### WHAT IS BEING ASKED
Locate the string "clicks" throughout the material and copy every line in which it occurs.

### INFORMATION PROVIDED

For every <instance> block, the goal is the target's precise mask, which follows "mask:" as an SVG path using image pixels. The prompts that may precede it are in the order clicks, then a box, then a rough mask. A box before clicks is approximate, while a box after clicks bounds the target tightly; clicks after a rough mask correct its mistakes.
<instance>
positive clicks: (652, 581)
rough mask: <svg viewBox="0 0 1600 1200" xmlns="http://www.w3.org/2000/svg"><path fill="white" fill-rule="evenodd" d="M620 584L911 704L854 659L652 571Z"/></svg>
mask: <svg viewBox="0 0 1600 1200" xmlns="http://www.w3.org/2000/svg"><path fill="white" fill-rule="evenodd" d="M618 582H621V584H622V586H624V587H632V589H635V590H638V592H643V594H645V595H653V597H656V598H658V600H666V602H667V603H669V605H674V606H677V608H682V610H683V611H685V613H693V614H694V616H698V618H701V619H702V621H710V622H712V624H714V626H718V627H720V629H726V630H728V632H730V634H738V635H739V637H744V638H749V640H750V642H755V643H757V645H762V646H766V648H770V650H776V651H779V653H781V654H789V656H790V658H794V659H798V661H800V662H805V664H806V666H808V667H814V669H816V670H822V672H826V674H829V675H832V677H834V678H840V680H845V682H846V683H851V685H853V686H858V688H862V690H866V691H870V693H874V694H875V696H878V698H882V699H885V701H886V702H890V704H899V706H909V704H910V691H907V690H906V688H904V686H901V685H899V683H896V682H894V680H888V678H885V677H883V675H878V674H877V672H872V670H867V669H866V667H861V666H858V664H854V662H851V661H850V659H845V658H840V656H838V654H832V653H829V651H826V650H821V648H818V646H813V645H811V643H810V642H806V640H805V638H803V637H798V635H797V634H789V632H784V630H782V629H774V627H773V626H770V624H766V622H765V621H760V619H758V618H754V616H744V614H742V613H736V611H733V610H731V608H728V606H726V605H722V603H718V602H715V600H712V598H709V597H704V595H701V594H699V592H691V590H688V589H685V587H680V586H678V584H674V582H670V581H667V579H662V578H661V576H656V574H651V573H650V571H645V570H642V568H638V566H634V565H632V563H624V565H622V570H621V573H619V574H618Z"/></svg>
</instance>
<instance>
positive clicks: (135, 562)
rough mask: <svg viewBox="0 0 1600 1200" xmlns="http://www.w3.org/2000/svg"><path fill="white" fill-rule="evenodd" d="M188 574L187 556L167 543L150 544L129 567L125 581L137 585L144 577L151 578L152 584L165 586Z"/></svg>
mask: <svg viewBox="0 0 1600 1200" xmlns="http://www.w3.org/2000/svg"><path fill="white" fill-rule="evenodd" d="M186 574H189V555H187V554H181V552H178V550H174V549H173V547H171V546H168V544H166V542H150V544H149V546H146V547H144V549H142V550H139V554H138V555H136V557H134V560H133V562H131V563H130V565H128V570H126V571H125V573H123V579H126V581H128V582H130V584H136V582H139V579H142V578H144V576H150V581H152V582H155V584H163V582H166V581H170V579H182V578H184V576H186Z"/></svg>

### REPLY TO THE TASK
For every <instance> block, the goal is the target's precise mask, which follows "mask:" as an SVG path using image pixels. The prompts that may precede it are in the order clicks, then a box, then a rough mask. A box before clicks is approximate, while a box after clicks bounds the target tightly; clicks after a rough mask correct its mistakes.
positive clicks: (652, 581)
positive clicks: (135, 562)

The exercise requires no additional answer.